Extracted information:
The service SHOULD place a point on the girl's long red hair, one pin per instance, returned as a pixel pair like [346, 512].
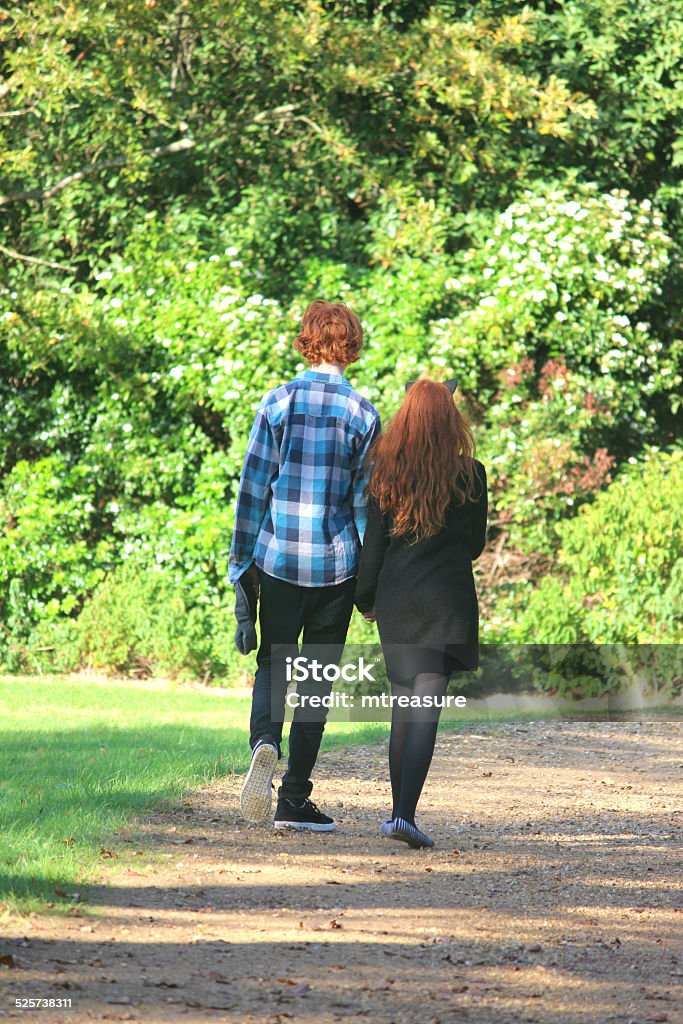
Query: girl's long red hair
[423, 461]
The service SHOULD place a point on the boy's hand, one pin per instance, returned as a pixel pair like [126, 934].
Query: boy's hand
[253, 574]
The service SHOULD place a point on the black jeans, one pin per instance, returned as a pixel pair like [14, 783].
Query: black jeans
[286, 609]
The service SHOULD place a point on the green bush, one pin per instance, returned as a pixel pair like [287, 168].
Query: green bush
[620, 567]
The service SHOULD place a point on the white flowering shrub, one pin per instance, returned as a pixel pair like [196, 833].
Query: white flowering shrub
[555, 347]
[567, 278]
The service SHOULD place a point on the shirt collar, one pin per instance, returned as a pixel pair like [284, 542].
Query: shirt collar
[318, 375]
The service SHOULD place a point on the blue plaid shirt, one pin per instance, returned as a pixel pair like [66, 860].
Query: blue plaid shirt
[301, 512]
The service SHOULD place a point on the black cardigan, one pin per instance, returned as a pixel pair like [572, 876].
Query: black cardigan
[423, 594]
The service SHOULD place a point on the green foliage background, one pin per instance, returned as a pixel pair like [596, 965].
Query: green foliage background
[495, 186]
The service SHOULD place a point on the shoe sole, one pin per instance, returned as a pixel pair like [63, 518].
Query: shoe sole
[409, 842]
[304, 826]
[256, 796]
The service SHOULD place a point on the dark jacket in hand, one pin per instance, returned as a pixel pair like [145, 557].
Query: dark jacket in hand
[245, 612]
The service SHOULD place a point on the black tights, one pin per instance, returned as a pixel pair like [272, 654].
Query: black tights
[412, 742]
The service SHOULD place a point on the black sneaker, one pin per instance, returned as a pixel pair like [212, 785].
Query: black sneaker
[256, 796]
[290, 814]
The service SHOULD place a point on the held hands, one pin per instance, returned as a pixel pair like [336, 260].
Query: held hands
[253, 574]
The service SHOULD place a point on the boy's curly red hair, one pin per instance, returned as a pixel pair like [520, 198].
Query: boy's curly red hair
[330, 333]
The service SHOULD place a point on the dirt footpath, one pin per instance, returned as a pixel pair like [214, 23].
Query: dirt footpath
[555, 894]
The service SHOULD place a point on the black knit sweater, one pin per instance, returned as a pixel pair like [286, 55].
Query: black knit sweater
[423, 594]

Your task:
Convert all of the material above into a two-column CSV with the headers text and answer. Give each text and its answer their own row, put each in one quoted field with line breaks turned into spaces, and leave out the pictures.

Answer to this exercise:
text,answer
"The service SHOULD place a point on the girl's long red hair, one pin per instance, returned as a pixel pair like [346, 512]. Query: girl's long red hair","[423, 461]"
"The service SHOULD place a point on the boy's hand, one pin per instance, returned as a pixel pair like [126, 934]. Query: boy's hand","[253, 574]"
"The service SHOULD place a point on the black jeans, one pin per instance, returned as a pixel pair like [14, 783]. Query: black jeans","[286, 609]"
"The service SHOULD place a point on the green bush, one pin per instance, returned as a pixel pair like [287, 168]. Query: green bush","[620, 567]"
"The service SHOULD place a point on the white flowering shrub, one pin per instance, returned as a pixel pair like [196, 833]. Query: white flowering shrub","[555, 347] [567, 278]"
"The service SHOULD place a point on the shirt collar, one pin per instance, returned as a pixel pair like [284, 542]. Query: shirt collar","[318, 375]"
"The service SHOULD place a point on the blue plaid shirt, one pin per instance, returned as a pixel pair like [66, 860]. Query: blue plaid shirt","[301, 512]"
"The service SHOULD place a point on the black cardigan, one pin per instance, returned as a pixel pair like [572, 876]. Query: black cardigan","[423, 594]"
"The service SHOULD place a point on the green foliage background, one pin per instance, returned as a pixel pair like [596, 965]. Query: green foliage background","[495, 186]"
"The service SHOULD place a point on the shoe sole, one pin per instance, returned as a pixel pair like [63, 518]. Query: shoe sole","[409, 842] [304, 826] [256, 796]"
"The service SHOULD place a point on the dark jacket in hand, one pin per instance, returned as a pixel pair like [145, 557]. Query: dark jacket in hand","[245, 612]"
"The service SHOULD place a point on the black tights, one pin per instance, returned as a pixel pair like [272, 654]. Query: black tights","[412, 742]"
"The service SHOULD place a point on the black sneaker, one pin per instance, returned as a pixel pair like [212, 785]. Query: black sneaker","[256, 796] [290, 814]"
"The service SHOULD place a point on the held hands, one pin per instance, returned as a pixel pair like [336, 260]. Query: held hands","[253, 574]"
"The service SHOULD place a point on the boy's curly red hair, one pin per instance, returned as a pixel pair like [520, 198]. Query: boy's curly red hair","[330, 333]"
"The service SHOULD place a point on the dirt footpath, one pin per instance, returned as a pixel pair like [214, 23]. Query: dirt footpath","[555, 894]"
"The service SHOULD place a point on the black knit sweater, one pin per instance, returned as a pixel pair like [286, 55]. Query: black knit sweater","[423, 594]"